Entries from a dataset
·····
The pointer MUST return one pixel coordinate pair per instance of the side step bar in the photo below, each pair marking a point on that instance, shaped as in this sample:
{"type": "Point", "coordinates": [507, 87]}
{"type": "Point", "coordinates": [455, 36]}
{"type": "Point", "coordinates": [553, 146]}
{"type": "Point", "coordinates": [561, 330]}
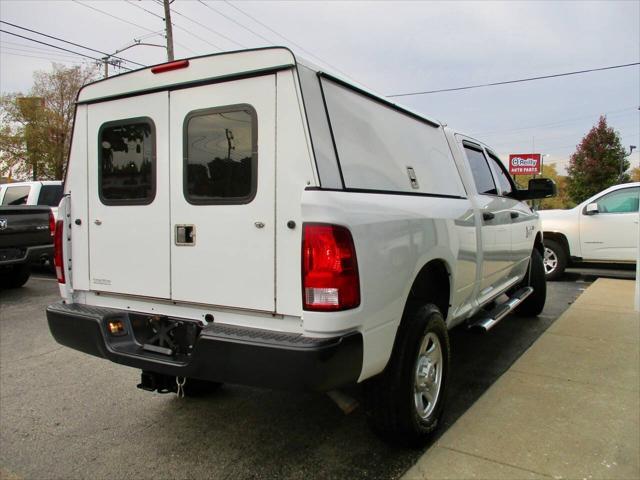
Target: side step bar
{"type": "Point", "coordinates": [485, 321]}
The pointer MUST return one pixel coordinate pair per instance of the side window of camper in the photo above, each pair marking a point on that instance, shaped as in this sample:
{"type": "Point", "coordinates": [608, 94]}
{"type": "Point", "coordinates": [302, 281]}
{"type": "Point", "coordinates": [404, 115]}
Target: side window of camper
{"type": "Point", "coordinates": [220, 156]}
{"type": "Point", "coordinates": [127, 162]}
{"type": "Point", "coordinates": [16, 195]}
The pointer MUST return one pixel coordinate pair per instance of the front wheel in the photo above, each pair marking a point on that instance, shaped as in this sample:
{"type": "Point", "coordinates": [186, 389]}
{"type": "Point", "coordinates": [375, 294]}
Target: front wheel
{"type": "Point", "coordinates": [555, 259]}
{"type": "Point", "coordinates": [406, 401]}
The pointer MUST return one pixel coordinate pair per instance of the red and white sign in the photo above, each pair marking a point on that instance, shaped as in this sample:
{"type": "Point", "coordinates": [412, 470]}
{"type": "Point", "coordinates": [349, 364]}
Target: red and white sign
{"type": "Point", "coordinates": [524, 163]}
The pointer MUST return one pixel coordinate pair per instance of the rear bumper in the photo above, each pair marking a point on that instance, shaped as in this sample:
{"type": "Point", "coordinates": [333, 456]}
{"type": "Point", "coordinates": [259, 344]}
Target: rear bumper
{"type": "Point", "coordinates": [221, 353]}
{"type": "Point", "coordinates": [15, 256]}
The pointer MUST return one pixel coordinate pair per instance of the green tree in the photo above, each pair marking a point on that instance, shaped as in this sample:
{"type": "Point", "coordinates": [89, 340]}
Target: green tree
{"type": "Point", "coordinates": [35, 131]}
{"type": "Point", "coordinates": [595, 165]}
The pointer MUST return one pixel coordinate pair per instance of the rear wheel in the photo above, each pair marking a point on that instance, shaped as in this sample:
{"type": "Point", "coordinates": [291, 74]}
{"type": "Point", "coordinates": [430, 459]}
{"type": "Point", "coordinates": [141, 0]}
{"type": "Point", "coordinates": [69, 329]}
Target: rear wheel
{"type": "Point", "coordinates": [555, 259]}
{"type": "Point", "coordinates": [406, 401]}
{"type": "Point", "coordinates": [15, 276]}
{"type": "Point", "coordinates": [535, 277]}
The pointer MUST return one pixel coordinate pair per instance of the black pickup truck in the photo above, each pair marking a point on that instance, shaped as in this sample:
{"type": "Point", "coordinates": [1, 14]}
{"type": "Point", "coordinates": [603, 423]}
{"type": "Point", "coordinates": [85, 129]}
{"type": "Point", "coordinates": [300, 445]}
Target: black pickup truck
{"type": "Point", "coordinates": [26, 237]}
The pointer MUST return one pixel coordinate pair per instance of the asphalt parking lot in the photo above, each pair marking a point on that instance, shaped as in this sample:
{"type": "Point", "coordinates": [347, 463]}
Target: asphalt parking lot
{"type": "Point", "coordinates": [64, 414]}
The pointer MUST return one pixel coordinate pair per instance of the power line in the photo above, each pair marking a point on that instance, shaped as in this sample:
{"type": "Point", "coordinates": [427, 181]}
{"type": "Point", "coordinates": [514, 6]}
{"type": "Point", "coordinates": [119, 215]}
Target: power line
{"type": "Point", "coordinates": [144, 9]}
{"type": "Point", "coordinates": [530, 79]}
{"type": "Point", "coordinates": [113, 16]}
{"type": "Point", "coordinates": [52, 46]}
{"type": "Point", "coordinates": [236, 22]}
{"type": "Point", "coordinates": [561, 122]}
{"type": "Point", "coordinates": [191, 33]}
{"type": "Point", "coordinates": [29, 49]}
{"type": "Point", "coordinates": [56, 47]}
{"type": "Point", "coordinates": [210, 29]}
{"type": "Point", "coordinates": [51, 59]}
{"type": "Point", "coordinates": [70, 43]}
{"type": "Point", "coordinates": [283, 37]}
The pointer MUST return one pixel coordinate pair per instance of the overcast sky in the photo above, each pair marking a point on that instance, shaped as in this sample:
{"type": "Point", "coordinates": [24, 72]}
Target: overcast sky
{"type": "Point", "coordinates": [392, 48]}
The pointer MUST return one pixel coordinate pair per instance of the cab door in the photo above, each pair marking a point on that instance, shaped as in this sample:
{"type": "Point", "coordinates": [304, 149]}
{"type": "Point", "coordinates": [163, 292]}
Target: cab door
·····
AIM OF THE EXERCISE:
Reproduce only those lines of the entries above that run from the line with "of the overcast" to the final line.

RESPONSE:
The pointer MUST return one pixel coordinate pair per instance of the overcast sky in the photo above, each pair marking a point on that instance, shaped as in this sample:
{"type": "Point", "coordinates": [24, 72]}
Target: overcast sky
{"type": "Point", "coordinates": [392, 48]}
The pointer MUST return one pixel coordinate pair per instance of the cab door in the photo above, each pair marking a point on that instance, shaped as in this sample:
{"type": "Point", "coordinates": [304, 149]}
{"type": "Point", "coordinates": [163, 292]}
Target: cab door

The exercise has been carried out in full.